◆ EXERCISE GOAL ◆
Rewrite the material below with every occurrence of "bounding boxes" replaced by "rectangles", changing nothing else, and omit the pictures from your version.

◆ RECORDS TO PROCESS ◆

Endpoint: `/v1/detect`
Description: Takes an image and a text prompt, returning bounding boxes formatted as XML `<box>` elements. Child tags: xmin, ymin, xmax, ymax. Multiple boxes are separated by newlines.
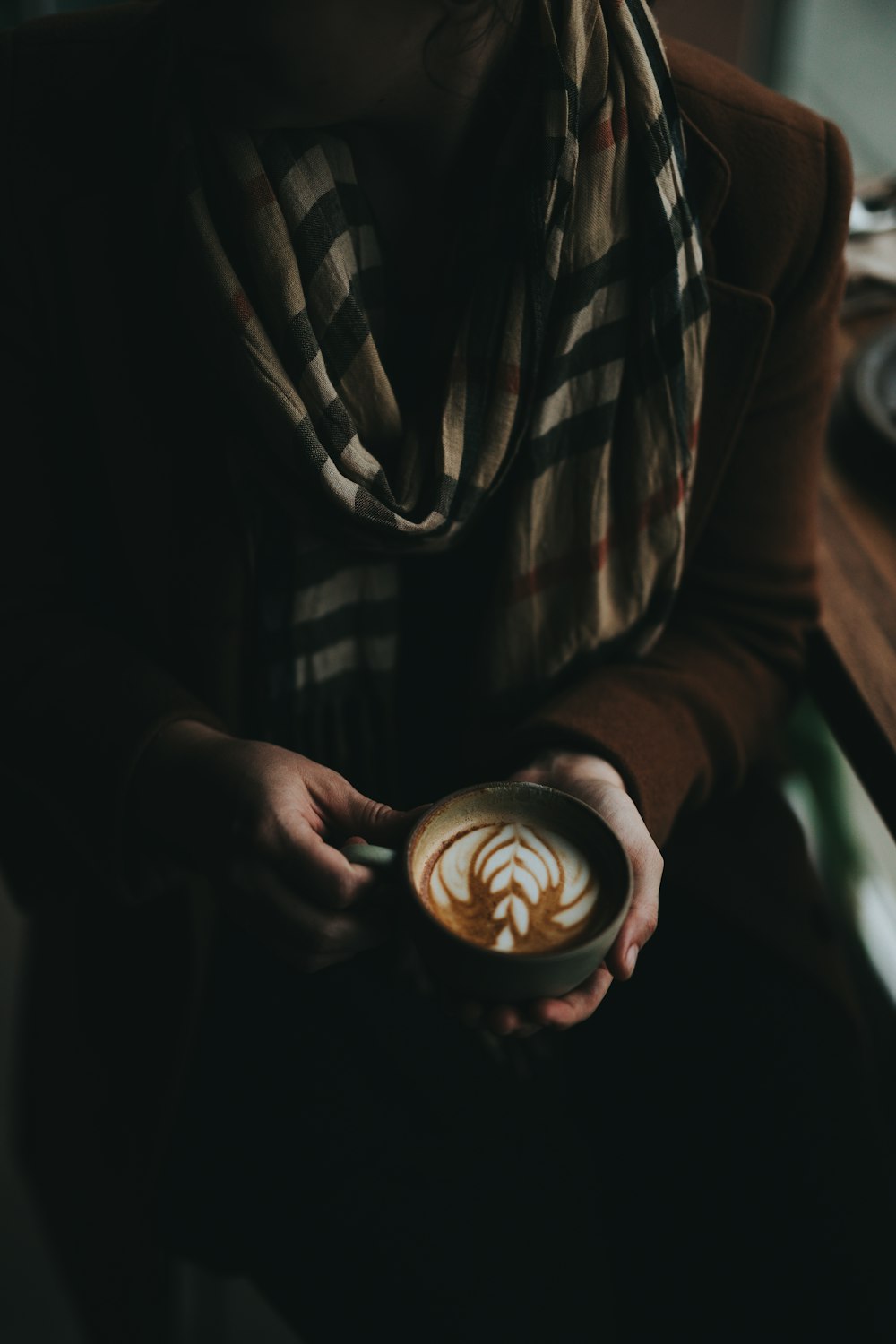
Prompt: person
<box><xmin>0</xmin><ymin>0</ymin><xmax>893</xmax><ymax>1344</ymax></box>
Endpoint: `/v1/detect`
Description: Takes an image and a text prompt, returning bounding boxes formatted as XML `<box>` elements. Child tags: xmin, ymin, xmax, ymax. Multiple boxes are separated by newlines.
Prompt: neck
<box><xmin>345</xmin><ymin>4</ymin><xmax>524</xmax><ymax>187</ymax></box>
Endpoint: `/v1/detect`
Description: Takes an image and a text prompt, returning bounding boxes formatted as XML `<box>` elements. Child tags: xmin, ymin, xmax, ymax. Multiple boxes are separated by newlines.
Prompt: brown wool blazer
<box><xmin>0</xmin><ymin>4</ymin><xmax>852</xmax><ymax>1317</ymax></box>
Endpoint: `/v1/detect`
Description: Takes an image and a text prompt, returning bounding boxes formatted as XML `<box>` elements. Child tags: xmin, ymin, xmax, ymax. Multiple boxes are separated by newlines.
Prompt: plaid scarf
<box><xmin>173</xmin><ymin>0</ymin><xmax>708</xmax><ymax>774</ymax></box>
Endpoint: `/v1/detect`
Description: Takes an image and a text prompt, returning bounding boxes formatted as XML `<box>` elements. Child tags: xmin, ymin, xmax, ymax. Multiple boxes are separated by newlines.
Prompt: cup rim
<box><xmin>403</xmin><ymin>780</ymin><xmax>634</xmax><ymax>967</ymax></box>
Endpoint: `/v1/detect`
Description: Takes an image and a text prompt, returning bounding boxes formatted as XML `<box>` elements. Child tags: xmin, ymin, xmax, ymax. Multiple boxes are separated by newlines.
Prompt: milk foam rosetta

◆ WORKED ANSWER ◆
Endpoint: `/v1/detect`
Description: Takes an image and a text prompt, returning rectangles formatted as XML `<box>` elements. Child tags: xmin, ymin, xmax, ymax. Multiple boxes are separated by newlines.
Prompt: person
<box><xmin>0</xmin><ymin>0</ymin><xmax>893</xmax><ymax>1344</ymax></box>
Endpoint: `/v1/detect`
Description: Takes an image and a text prompt, returning rectangles formatted as XML `<box>` elements. Child tags: xmin, ymin, xmax, ymax. Multiple boxes are separated by newlines.
Prompt: neck
<box><xmin>345</xmin><ymin>4</ymin><xmax>524</xmax><ymax>187</ymax></box>
Endpoint: `/v1/detect`
Description: Takes an image and a text prompt, returning rectangles formatted as XML `<box>` elements. Child tags: xmin, ymin, xmax, ymax. Multiple boxes are separated by newlines.
Prompt: brown wool blazer
<box><xmin>0</xmin><ymin>4</ymin><xmax>852</xmax><ymax>1317</ymax></box>
Endpoint: `/v1/detect`
Description: Takes an image and a text prompt, returning rectangles formatted as XML `<box>` elements. Child tags: xmin, ymin, xmax, ymax. Multiple boxes are separated by newlines.
Prompt: plaid scarf
<box><xmin>173</xmin><ymin>0</ymin><xmax>708</xmax><ymax>774</ymax></box>
Endpoint: `/v1/detect`
Description: Takes an image and a text prompt, returning rectangles formatted as XML `<box>` elements. Child tags: xmin, ymin, xmax, ymax. Multiple boxes are separated by newlines.
Prompt: cup rim
<box><xmin>403</xmin><ymin>780</ymin><xmax>634</xmax><ymax>967</ymax></box>
Endpoint: `/v1/detect`
Description: Takes an image and a text prompt, returning rectangles formatted as XML `<box>` elements. Child tags: xmin, ymin, xmax, ymax. Multiple boxes are separated by newlines.
Prompt: milk foam rosetta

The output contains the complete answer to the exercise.